Top of Data records

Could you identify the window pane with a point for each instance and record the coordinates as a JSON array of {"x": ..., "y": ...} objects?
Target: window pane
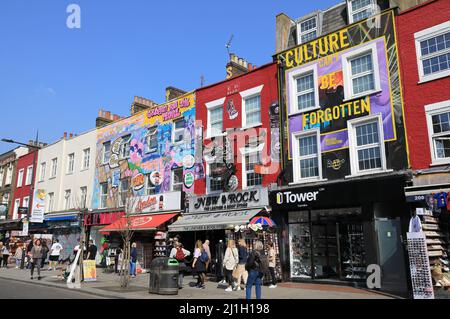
[
  {"x": 363, "y": 84},
  {"x": 369, "y": 158},
  {"x": 442, "y": 147},
  {"x": 308, "y": 25},
  {"x": 359, "y": 4},
  {"x": 308, "y": 145},
  {"x": 309, "y": 36},
  {"x": 367, "y": 134},
  {"x": 441, "y": 122},
  {"x": 436, "y": 64},
  {"x": 309, "y": 167}
]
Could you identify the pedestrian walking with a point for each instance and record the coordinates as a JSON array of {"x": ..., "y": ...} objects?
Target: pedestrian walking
[
  {"x": 55, "y": 253},
  {"x": 242, "y": 274},
  {"x": 133, "y": 260},
  {"x": 180, "y": 254},
  {"x": 19, "y": 255},
  {"x": 272, "y": 262},
  {"x": 45, "y": 251},
  {"x": 256, "y": 266},
  {"x": 5, "y": 254},
  {"x": 230, "y": 261},
  {"x": 199, "y": 263},
  {"x": 36, "y": 254}
]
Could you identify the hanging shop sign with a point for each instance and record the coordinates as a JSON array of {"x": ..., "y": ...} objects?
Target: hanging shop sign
[
  {"x": 157, "y": 203},
  {"x": 37, "y": 213},
  {"x": 228, "y": 201}
]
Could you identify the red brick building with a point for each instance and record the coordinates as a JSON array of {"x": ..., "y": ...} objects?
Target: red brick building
[{"x": 423, "y": 35}]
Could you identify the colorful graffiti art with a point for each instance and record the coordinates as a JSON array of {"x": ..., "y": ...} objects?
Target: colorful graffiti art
[{"x": 145, "y": 149}]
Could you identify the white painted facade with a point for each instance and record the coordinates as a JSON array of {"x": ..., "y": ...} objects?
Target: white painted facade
[{"x": 66, "y": 179}]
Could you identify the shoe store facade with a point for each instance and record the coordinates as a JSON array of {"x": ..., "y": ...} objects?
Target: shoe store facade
[{"x": 332, "y": 232}]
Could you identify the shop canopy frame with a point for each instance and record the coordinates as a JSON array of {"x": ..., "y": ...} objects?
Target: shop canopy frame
[
  {"x": 215, "y": 220},
  {"x": 147, "y": 222}
]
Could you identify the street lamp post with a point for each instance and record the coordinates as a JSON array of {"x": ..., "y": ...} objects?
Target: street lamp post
[{"x": 33, "y": 176}]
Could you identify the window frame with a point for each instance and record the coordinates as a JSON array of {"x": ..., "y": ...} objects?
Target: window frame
[
  {"x": 54, "y": 171},
  {"x": 424, "y": 35},
  {"x": 293, "y": 94},
  {"x": 351, "y": 13},
  {"x": 29, "y": 176},
  {"x": 172, "y": 180},
  {"x": 103, "y": 196},
  {"x": 67, "y": 202},
  {"x": 70, "y": 163},
  {"x": 42, "y": 171},
  {"x": 174, "y": 130},
  {"x": 353, "y": 152},
  {"x": 104, "y": 160},
  {"x": 297, "y": 158},
  {"x": 86, "y": 158},
  {"x": 300, "y": 32},
  {"x": 245, "y": 95},
  {"x": 20, "y": 176},
  {"x": 347, "y": 72},
  {"x": 430, "y": 111},
  {"x": 211, "y": 106}
]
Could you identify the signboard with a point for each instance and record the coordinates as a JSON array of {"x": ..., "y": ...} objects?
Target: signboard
[
  {"x": 38, "y": 210},
  {"x": 157, "y": 203},
  {"x": 89, "y": 270},
  {"x": 229, "y": 201}
]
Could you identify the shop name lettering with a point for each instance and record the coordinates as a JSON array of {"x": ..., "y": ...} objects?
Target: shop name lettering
[
  {"x": 169, "y": 111},
  {"x": 230, "y": 201},
  {"x": 290, "y": 198},
  {"x": 312, "y": 50}
]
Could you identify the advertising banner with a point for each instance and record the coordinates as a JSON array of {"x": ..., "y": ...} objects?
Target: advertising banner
[
  {"x": 38, "y": 210},
  {"x": 89, "y": 270}
]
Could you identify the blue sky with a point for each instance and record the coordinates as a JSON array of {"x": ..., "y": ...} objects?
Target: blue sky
[{"x": 55, "y": 79}]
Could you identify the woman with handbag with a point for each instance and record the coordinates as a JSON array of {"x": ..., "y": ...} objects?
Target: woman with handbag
[
  {"x": 37, "y": 252},
  {"x": 230, "y": 261}
]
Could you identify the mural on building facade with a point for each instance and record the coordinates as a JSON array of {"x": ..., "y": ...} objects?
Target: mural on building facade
[
  {"x": 158, "y": 140},
  {"x": 326, "y": 56}
]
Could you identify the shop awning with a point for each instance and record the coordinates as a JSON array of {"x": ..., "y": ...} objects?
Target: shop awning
[
  {"x": 210, "y": 221},
  {"x": 138, "y": 223}
]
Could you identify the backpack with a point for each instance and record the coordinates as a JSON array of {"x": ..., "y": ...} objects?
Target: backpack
[
  {"x": 262, "y": 264},
  {"x": 204, "y": 257},
  {"x": 180, "y": 254}
]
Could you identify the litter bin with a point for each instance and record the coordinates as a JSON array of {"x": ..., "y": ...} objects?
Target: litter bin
[{"x": 164, "y": 273}]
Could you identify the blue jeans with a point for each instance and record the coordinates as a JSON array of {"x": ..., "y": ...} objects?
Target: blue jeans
[
  {"x": 253, "y": 279},
  {"x": 132, "y": 268}
]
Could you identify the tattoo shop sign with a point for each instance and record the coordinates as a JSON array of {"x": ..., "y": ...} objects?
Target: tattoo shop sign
[{"x": 228, "y": 201}]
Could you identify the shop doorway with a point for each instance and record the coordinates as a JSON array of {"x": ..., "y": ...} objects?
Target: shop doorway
[{"x": 327, "y": 244}]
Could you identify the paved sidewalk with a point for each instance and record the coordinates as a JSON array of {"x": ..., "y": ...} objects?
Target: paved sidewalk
[{"x": 107, "y": 285}]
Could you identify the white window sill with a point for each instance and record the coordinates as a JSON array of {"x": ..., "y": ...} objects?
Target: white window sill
[
  {"x": 432, "y": 77},
  {"x": 440, "y": 163},
  {"x": 298, "y": 112},
  {"x": 369, "y": 173},
  {"x": 308, "y": 181},
  {"x": 246, "y": 127},
  {"x": 363, "y": 94},
  {"x": 216, "y": 135}
]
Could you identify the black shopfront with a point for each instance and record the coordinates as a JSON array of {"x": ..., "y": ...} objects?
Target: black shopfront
[{"x": 332, "y": 232}]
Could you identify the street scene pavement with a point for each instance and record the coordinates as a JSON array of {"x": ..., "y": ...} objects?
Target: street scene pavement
[{"x": 51, "y": 286}]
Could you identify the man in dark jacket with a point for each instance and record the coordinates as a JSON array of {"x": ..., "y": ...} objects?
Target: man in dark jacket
[{"x": 255, "y": 266}]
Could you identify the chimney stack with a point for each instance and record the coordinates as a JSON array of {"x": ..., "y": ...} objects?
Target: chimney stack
[{"x": 237, "y": 66}]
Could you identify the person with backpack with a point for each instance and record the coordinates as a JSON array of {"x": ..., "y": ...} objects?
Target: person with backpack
[
  {"x": 230, "y": 262},
  {"x": 180, "y": 254},
  {"x": 257, "y": 266},
  {"x": 199, "y": 263}
]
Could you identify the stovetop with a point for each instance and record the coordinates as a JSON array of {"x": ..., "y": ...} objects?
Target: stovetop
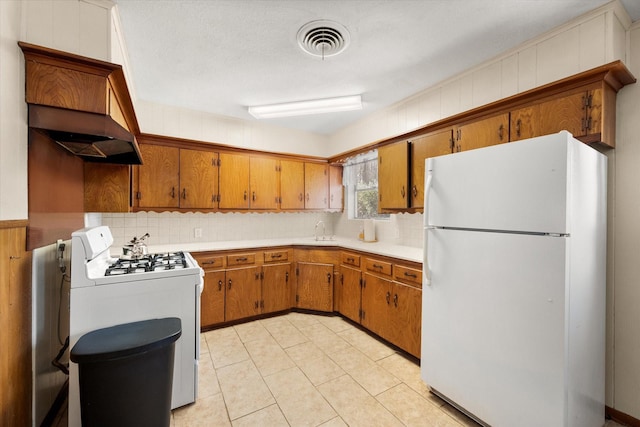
[{"x": 147, "y": 263}]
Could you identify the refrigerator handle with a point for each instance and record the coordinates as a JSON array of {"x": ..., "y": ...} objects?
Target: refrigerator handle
[
  {"x": 425, "y": 214},
  {"x": 427, "y": 191},
  {"x": 425, "y": 260}
]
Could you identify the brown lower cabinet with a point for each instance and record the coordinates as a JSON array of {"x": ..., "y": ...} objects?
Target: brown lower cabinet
[
  {"x": 382, "y": 294},
  {"x": 243, "y": 293},
  {"x": 315, "y": 286},
  {"x": 348, "y": 291},
  {"x": 15, "y": 318},
  {"x": 241, "y": 285}
]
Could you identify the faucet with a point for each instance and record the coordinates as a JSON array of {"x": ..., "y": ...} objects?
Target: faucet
[{"x": 315, "y": 231}]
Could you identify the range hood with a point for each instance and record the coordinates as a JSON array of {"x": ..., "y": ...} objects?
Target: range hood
[{"x": 92, "y": 136}]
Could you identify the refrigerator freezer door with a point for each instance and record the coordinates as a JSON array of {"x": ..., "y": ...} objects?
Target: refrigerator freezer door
[
  {"x": 520, "y": 186},
  {"x": 493, "y": 334}
]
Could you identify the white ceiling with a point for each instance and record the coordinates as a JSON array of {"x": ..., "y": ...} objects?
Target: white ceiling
[{"x": 221, "y": 56}]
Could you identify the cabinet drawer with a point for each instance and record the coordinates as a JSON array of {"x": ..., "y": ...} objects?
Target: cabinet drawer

Bottom of Data records

#### Exercise instructions:
Using the data above, repeat exactly the lines that begin at the line with "Could you identify the paved" and end at the line with "Could you identify the white window", both ends included.

#### Answer space:
Could you identify the paved sidewalk with a point for each instance and record the coordinates as a JSON array of {"x": ..., "y": ...} objects?
Target: paved sidewalk
[{"x": 107, "y": 285}]
Could you identify the white window sill with a point for each instance and record the coordinates as a JSON array of {"x": ..., "y": ...} objects?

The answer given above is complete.